Short exercise:
Write out, please, the line containing "Note: for every instance of the sign reading juwelier-galerie" together with all lines after it, up to and including the last one, with no other output.

Entries from a dataset:
--- --- ---
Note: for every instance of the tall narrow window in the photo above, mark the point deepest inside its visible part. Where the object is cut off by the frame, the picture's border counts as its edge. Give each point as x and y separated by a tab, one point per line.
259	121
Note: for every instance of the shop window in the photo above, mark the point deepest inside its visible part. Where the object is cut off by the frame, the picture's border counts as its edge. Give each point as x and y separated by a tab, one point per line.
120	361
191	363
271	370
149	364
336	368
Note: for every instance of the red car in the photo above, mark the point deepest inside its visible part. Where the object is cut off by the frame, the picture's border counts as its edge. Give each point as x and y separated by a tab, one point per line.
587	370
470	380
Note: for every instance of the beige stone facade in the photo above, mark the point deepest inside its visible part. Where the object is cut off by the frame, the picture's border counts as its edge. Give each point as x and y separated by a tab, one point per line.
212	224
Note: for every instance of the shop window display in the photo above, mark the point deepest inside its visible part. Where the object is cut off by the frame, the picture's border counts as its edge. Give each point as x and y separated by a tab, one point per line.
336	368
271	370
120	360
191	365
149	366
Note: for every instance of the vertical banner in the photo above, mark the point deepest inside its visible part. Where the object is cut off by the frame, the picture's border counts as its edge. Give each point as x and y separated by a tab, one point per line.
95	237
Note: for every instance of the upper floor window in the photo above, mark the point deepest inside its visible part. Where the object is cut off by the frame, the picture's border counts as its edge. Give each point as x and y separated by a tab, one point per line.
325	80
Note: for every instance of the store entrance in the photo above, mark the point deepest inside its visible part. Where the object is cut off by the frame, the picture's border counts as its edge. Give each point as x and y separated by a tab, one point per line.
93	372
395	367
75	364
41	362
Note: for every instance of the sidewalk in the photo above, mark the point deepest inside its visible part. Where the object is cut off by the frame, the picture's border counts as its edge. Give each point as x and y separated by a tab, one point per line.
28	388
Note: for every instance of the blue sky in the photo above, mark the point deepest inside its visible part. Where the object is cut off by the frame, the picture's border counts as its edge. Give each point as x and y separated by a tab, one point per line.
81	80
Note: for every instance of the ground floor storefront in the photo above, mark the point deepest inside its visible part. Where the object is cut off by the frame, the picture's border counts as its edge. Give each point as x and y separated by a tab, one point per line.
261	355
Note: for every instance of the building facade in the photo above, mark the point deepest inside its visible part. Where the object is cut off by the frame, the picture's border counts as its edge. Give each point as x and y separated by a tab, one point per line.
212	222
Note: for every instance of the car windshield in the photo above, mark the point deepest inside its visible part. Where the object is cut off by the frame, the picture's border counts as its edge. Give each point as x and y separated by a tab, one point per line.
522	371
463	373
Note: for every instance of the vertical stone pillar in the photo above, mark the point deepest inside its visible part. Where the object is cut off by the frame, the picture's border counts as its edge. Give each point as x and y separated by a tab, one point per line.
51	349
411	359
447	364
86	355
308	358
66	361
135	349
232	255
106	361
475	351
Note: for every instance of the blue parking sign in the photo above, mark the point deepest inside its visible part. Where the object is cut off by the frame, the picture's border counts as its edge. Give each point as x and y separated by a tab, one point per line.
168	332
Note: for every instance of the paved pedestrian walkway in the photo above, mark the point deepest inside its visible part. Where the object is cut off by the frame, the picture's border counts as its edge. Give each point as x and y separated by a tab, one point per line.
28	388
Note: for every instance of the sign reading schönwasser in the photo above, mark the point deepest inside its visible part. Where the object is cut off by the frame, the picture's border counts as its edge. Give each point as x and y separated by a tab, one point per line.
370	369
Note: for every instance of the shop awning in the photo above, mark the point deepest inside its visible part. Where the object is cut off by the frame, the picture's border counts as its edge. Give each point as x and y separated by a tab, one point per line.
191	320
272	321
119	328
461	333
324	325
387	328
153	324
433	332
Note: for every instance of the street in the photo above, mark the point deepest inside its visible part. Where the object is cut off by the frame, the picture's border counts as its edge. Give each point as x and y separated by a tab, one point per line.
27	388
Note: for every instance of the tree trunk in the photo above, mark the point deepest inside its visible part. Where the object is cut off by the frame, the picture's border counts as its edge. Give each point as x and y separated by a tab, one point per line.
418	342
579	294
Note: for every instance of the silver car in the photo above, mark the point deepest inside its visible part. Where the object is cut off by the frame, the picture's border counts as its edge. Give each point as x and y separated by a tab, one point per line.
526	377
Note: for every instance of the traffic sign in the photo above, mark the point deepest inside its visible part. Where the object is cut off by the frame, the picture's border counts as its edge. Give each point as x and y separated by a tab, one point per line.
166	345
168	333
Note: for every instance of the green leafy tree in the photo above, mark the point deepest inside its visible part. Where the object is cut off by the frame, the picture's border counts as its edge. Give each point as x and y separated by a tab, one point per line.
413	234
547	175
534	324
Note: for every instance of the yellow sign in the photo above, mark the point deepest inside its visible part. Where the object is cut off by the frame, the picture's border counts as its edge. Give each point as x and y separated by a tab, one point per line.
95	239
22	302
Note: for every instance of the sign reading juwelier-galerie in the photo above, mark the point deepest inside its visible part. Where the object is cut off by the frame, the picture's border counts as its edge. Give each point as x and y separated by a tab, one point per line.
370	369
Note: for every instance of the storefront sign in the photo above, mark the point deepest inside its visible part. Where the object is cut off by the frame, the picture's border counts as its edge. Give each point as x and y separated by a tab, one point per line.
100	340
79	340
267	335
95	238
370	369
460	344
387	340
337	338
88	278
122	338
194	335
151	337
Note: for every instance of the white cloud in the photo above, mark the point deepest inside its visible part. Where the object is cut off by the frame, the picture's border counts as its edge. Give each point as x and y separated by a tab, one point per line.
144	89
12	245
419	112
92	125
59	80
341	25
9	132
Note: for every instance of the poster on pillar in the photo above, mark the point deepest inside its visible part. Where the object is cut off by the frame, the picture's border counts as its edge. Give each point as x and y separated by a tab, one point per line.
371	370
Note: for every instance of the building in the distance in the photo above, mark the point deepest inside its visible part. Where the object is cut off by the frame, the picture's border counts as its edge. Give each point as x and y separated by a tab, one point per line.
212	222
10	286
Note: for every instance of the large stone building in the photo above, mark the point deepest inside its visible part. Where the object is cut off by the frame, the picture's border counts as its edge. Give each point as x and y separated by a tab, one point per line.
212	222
--- --- ---
Response:
Note: for every instance of the sign reading juwelier-galerie in the photo above, mark the point deepest inside its visible part. Where the object is cut off by the frame, the picture's border counts as its edge. Give each point as x and y separated by a tab, one point per line.
370	369
Note: for every instance of the storefront sign in the photo above, mark the point deepest inside its visible part. Where the object is cut off by the frame, the picture's border counts as its edge. Give each point as x and y separated by a tab, one point per line.
100	340
79	340
267	335
95	238
370	369
460	344
387	340
337	338
88	278
122	338
194	335
151	337
Note: for every instance of the white cloud in the photo above, mark the point deepest inside its visible part. Where the object is cut off by the frame, the picture's border counts as its edge. Give each point as x and y separated by a tab, one point per line.
144	89
12	245
419	112
92	125
59	80
341	25
9	132
Note: for every instance of the poster on pillar in the photo above, mark the point deepest inside its visible part. Where the object is cut off by the frame, the picture's border counts as its edge. Give each point as x and y separated by a tab, one point per line.
371	370
Note: for every instance of the building in the distance in the photo above, mark the point deepest inside its visible part. Where the object is cut off by the frame, the picture's border counts as its edge. Give each point as x and y separated by a tab, one point per line.
212	222
10	286
Note: for every instance of the large stone building in the photo above, mark the point deepest inside its visible part. Where the object is cut off by the frame, the picture's border counts as its edge. Give each point as x and y separated by a tab, one point per line.
212	222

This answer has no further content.